[WHAT IS NEEDED]: Does the weed-control text below support each of statements (a), (b), and (c)? Answer yes or no for each and quote the deciding words from the text. (a) The farmer in Metzger v. Horton won his suit against the township. (b) Volunteer wheat is listed as a noxious weed under Kansas law. (c) The 2017 wheat streak mosaic virus loss in Kansas was estimated at $76.8 million.
======== GIVEN TEXT ========
Road ditches and railroads. Many states have law requiring counties, townships or municipalities to control noxious weeds within their jurisdiction that are growing along public roadways. There typically is a timeframe established for the control measures to be taken. There might also be a weed control requirement outside the specified timeframe(s) if control is necessary to minimize a public safety hazard. If a landowner controls noxious weeds in ditches, recovery of control costs against the responsible governmental entity is possible, but only if proper procedural requirements are first followed such as providing notice and then (after a period of time without action) requesting the local court to order the governmental body to fulfill its duty. For example, in Metzger v. Horton, 2013 Ohio 2964 (Ohio Ct. App. 2013), a farmer bought a larger combine and needed trees and brush trimmed back along a road he used to get access to the land he farmed. He requested that the township trustees trim the vegetation, but when they didn’t get the job done, he did it himself and billed the township $1,863 for his costs. The township trustees didn’t pay the invoice and the farmer sued. He lost. The court held that he didn’t follow the proper procedure of seeking a court to order the township to do its job. As such, his costs he sought reimbursement for were self-imposed.
For noxious weeds that are growing in the right-of-way of toll-road or rail line, state law commonly specifies the company controlling the toll road (for toll roads) and the railroad company (for rail lines) is responsible for controlling noxious weeds. If control doesn’t occur, state law typically gives the local government the ability to eliminate the weeds and sue the responsible company for the cost of control.
Public land. For noxious weeds on public land, state law may detail the procedure to be followed in controlling such weeds.
Weeds that are not on a state’s (or county’s) noxious weed list also present problems. While a farmer has a duty to control the spread of noxious weeds, as noted above, that duty doesn’t extend to non-noxious weeds absent malicious intent to injure an adjoining landowner. For example, in Krug v. Koriel, 23 Kan. App. 2d 751, 935 P.2d 1063 (1997), the court held that there is no common law duty in Kansas to control volunteer wheat so as to prevent the spread of wheat streak mosaic virus that is caused by the wheat curl mite because volunteer wheat is not listed as a noxious weed under Kansas law.
Controlling volunteer wheat (and grassy weeds) is a key point, there is no treatment for wheat streak mosaic virus. This is a big issue in Kansas. Most recent data show that the five-year average statewide loss is 1.74 percent of the Kansas wheat crop. In 2017, the loss was estimated at $76.8 million – 5.6 percent of the statewide wheat crop. A drought in the major wheat growing regions of Kansas in the fall of 2019 and spring of 2020 could mean that more volunteer wheat will be present in 2021 without additional control measures being taken. Adding to the potential for more volunteer wheat in 2021 is hail damage, head scab and even waterlogged fields in late summer in some areas. Simply planting later can be at least a partial control technique.
Seeds and weeds present practical and legal issues for farmers and ranchers. With respect to seeds, detailed rules apply to seed that is certified. For weeds, it’s important to understand the types of noxious weeds in a particular state and the rules governing their control. For, non-noxious weeds properly following protocol for their control is critical.
======== INFORMATION ========
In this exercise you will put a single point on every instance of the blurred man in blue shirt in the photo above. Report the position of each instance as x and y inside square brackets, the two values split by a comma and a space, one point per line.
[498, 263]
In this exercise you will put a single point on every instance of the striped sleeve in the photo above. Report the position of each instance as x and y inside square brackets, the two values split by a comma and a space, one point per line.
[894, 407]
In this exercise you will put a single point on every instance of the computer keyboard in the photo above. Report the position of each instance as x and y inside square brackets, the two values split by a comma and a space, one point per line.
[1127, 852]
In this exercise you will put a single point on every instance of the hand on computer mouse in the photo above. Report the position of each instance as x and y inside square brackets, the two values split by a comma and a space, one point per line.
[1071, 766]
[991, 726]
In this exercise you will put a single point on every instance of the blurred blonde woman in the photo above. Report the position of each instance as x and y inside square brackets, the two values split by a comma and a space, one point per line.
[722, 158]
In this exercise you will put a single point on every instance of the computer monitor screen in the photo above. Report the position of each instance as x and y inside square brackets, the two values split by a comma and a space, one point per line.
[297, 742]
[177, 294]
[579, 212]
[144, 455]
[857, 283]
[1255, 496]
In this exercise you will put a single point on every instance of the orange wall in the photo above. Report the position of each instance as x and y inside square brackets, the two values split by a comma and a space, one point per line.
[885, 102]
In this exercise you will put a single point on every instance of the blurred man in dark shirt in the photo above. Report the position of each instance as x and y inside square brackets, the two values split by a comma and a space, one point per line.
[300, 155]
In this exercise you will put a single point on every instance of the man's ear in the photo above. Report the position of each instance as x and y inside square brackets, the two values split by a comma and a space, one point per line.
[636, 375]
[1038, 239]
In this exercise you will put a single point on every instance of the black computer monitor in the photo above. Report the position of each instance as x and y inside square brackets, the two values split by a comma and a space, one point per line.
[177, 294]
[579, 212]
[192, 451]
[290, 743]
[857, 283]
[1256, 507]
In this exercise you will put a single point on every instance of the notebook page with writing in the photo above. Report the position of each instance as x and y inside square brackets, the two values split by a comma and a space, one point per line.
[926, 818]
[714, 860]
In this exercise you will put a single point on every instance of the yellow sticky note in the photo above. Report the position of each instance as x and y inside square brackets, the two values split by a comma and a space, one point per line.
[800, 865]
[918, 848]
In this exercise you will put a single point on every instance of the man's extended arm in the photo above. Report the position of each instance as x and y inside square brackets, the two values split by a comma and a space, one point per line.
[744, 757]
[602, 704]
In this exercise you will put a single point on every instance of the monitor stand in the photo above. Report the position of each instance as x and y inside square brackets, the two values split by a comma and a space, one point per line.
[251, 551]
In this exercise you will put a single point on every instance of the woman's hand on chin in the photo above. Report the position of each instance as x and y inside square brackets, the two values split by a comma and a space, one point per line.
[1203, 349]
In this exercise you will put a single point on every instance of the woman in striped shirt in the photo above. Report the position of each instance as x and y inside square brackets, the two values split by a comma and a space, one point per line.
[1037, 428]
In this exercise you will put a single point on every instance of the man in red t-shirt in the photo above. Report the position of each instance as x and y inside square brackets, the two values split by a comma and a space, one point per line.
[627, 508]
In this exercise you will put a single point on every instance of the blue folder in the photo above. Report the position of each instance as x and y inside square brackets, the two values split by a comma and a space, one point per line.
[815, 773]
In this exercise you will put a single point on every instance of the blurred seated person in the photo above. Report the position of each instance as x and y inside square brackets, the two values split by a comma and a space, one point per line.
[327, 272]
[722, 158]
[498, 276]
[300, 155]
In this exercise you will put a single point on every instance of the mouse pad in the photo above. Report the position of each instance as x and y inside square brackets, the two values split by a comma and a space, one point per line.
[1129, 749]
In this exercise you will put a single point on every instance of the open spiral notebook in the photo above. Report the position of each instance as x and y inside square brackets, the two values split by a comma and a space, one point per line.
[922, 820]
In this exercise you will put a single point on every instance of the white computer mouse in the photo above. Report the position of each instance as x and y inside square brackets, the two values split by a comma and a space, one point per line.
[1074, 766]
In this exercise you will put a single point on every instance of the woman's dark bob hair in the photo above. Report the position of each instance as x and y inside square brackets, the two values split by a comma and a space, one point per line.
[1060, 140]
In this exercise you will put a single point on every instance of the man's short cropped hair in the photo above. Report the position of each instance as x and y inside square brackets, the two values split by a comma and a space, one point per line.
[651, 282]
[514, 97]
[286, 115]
========
[RESULT OF THE TASK]:
(a) No: "He lost."
(b) No: "volunteer wheat is not listed as a noxious weed under Kansas law."
(c) Yes: "In 2017, the loss was estimated at $76.8 million"